■ Brief 1
In the metadata API examples, what does the final curl command under "HDFS PUT Managed Metadata Example" set out to show? Answer in one to three sentences.
■ Brief 2
Continue the metadata API examples from their last line.

■ Passage to read

HDFS PUT Custom Metadata Example for /user/admin/input_dir Directory

curl http://fqdn-n.example.com:port/api/APIversion/entities/e461de8de38511a3ac6740dd7d51b8d0 -u username:password -X PUT -H "Content-Type: application/json"\
-d '{"name":"my_name","description":"My description", "tags":["tag1","tag2"],"properties":{"property1":"value1","property2":"value2"}}'

HDFS POST Custom Metadata Example for /user/admin/input_dir Directory

curl http://fqdn-n.example.com:port/api/APIversion/entities/ -u username:password -X POST -H "Content-Type: application/json"\
-d '{"sourceId":"a09b0233cc58ff7d601eaa68673a20c6", "parentPath":"/user/admin","originalName":"input_dir", "name":"my_name","description":"My description",\
"tags":["tag1","tag2"],"properties":{"property1":"value1","property2":"value2"}}'

Hive POST Custom Metadata Example for total_emp Column

curl http://fqdn-n.example.com:port/api/APIversion/entities/ -u username:password -X POST -H "Content-Type: application/json"\
-d '{"sourceId":"4fbdadc6899638782fc8cb626176dc7b", "parentPath":"default/sample_07","originalName":"total_emp",\
"name":"my_name","description":"My description", "tags":["tag1","tag2"],"properties":{"property1":"value1","property2":"value2"}}'

HDFS PUT Managed Metadata Example

The following example demonstrates how to set two properties in the MailAnnotation namespace: a multivalued property emailTo and a single-valued property emailFrom:
curl http://fqdn-n.example.com:port/api/APIversion/entities/87afcb92d5de856c7e8292e2e12cf1ea -u admin:admin -X PUT -H "Content-Type: application/json"

■ Data block
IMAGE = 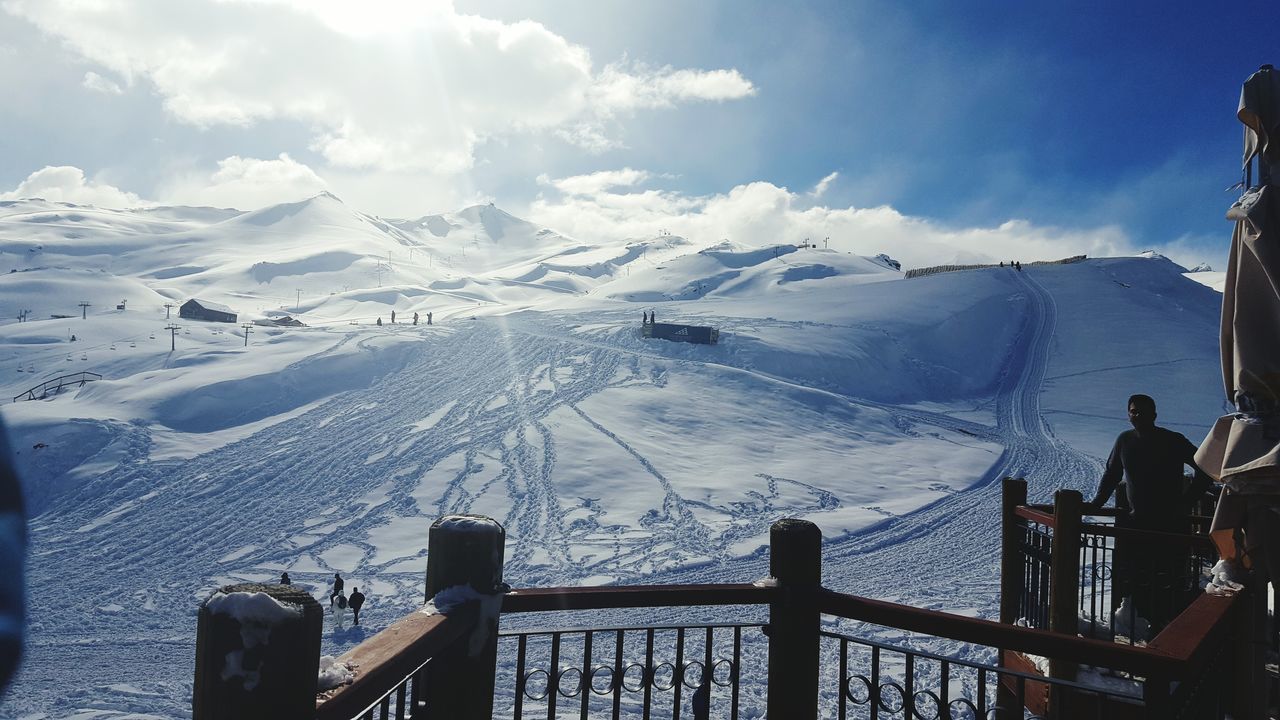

■ Response 1
It shows how to set two properties in the MailAnnotation namespace. One is emailTo, a multivalued property. The other is emailFrom, a single-valued property.

■ Response 2
-d '{"customProperties":{"MailAnnotation":{"emailTo":["lee@example.com","dana@example.com"],"emailFrom":"terry@email.com"}}}'
The response is:
{
  "identity" : "87afcb92d5de856c7e8292e2e12cf1ea",
  "originalName" : "years",
  "originalDescription" : null,
  "sourceId" : "012437f9eeb3c23dc69e679ac94a7fa2",
  "firstClassParentId" : null,
  "parentPath" : "/user/admin",
  "extractorRunId" : "012437f9eeb3c23dc69e679ac94a7fa2##1",
  "customProperties" : {
    "MailAnnotation" : {
      "emailTo" : [ "lee@example.com", "dana@example.com" ],
      "emailFrom" : "terry@email.com"
    }
  },
  "name" : null,
  "description" : null,
  "tags" : null,
  "properties" : {
    "__cloudera_internal__hueLink" : "Hue_Server_host:8888/filebrowser/#/user/admin/years"
  },
  "technicalProperties" : null,
  "fileSystemPath" : "/user/admin/years",
  "type" : "DIRECTORY",
  "size" : null,
  "created" : "2016-03-22T17:55:31.902Z",
  "lastModified" : "2016-03-22T17:59:14.065Z",
  "lastAccessed" : null,
  "permissions" : "rwxr-xr-x",
  "owner" : "hdfs",
  "group" : "admin",
  "blockSize" : null,
  "mimeType" : null,
  "replication" : null,
  "sourceType" : "HDFS",
  "metaClassName" : "fselement",
  "userEntity" : false,
  "deleted" : false,
  "packageName" : "nav",
  "internalType" : "fselement"
}

Accessing and Editing Metadata with the Cloudera Navigator SDK

To facilitate editing metadata with the Cloudera Navigator APIs, Cloudera provides a Cloudera Navigator SDK at GitHub. Cloudera Navigator SDK is a client library that provides functionality for extracting and enriching metadata with custom models, entities, and relationships. See GitHub cloudera/navigator-sdk for details.